Original Article | Open Access
Judith P. Hunter, Jennifer Stinson, Fiona Campbell, Bonnie Stevens, Susan J. Wagner, Brian Simmons, Meghan White, Margaret van Wyk, "A Novel Pain Interprofessional Education Strategy for Trainees: Assessing Impact on Interprofessional Competencies and Pediatric Pain Knowledge", Pain Research and Management, vol. 20, Article ID 159580, 9 pages, 2015. https://doi.org/10.1155/2015/159580
A Novel Pain Interprofessional Education Strategy for Trainees: Assessing Impact on Interprofessional Competencies and Pediatric Pain Knowledge
BACKGROUND: Health care trainees/students lack knowledge and skills for the comprehensive clinical assessment and management of pain. Moreover, most teaching has been limited to classroom settings within each profession.OBJECTIVES: To develop and evaluate the feasibility and preliminary outcomes of the ‘Pain-Interprofessional Education (IPE) Placement’, a five-week pain IPE implemented in the clinical setting. The utility (content validity, readability, internal consistency and practical considerations) of the outcome measures was also evaluated.METHODS: A convenience sample of 21 trainees from eight professions was recruited over three Pain-IPE Placement cycles. Pre- and postcurriculum assessment included: pain knowledge (Pediatric Pain Knowledge and Attitudes Survey), IPE attitudes (Interdisciplinary Education Perception Scale [IEPS]) and IPE competencies (Interprofessional Care Core Competencies Global Rating Scales [IPC-GRS]), and qualitative feedback on process/acceptability.RESULTS: Recruitment and retention met expectations. Qualitative feedback was excellent. IPE measures (IEPS and IPC-GRS) exhibited satisfactory utility. Postcurriculum scores improved significantly: IEPS, P<0.05; IPC-GRS constructs, P<0.01; and competencies, P<0.001. However, the Pediatric Pain Knowledge and Attitudes Survey exhibited poor utility in professions without formal pharmacology training. Scores improved in the remaining professions (n=14; P<0.01).DISCUSSION: There was significant improvement in educational outcomes. The IEPS and IPC-GRS are useful measures of IPE-related learning. At more advanced training levels, a single pain-knowledge questionnaire may not accurately reflect learning across diverse professions.CONCLUSION: The Pain-IPE Placement is a successful collaborative learning model within a clinical context that successfully changed interprofessional competencies. The present study represents a first step at defining and assessing change in interprofessional competencies gained from Pain-IPE.

(Saved entries)
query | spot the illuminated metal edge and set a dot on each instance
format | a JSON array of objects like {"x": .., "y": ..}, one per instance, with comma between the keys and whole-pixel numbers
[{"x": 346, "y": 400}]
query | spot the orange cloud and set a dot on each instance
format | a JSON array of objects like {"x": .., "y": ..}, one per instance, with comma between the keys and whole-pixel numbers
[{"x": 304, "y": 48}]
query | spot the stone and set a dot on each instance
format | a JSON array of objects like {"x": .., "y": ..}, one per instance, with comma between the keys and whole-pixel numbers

### [Work request]
According to the abstract on pain interprofessional education, how long did the Pain-IPE Placement last?

### [Output of the task]
Five weeks.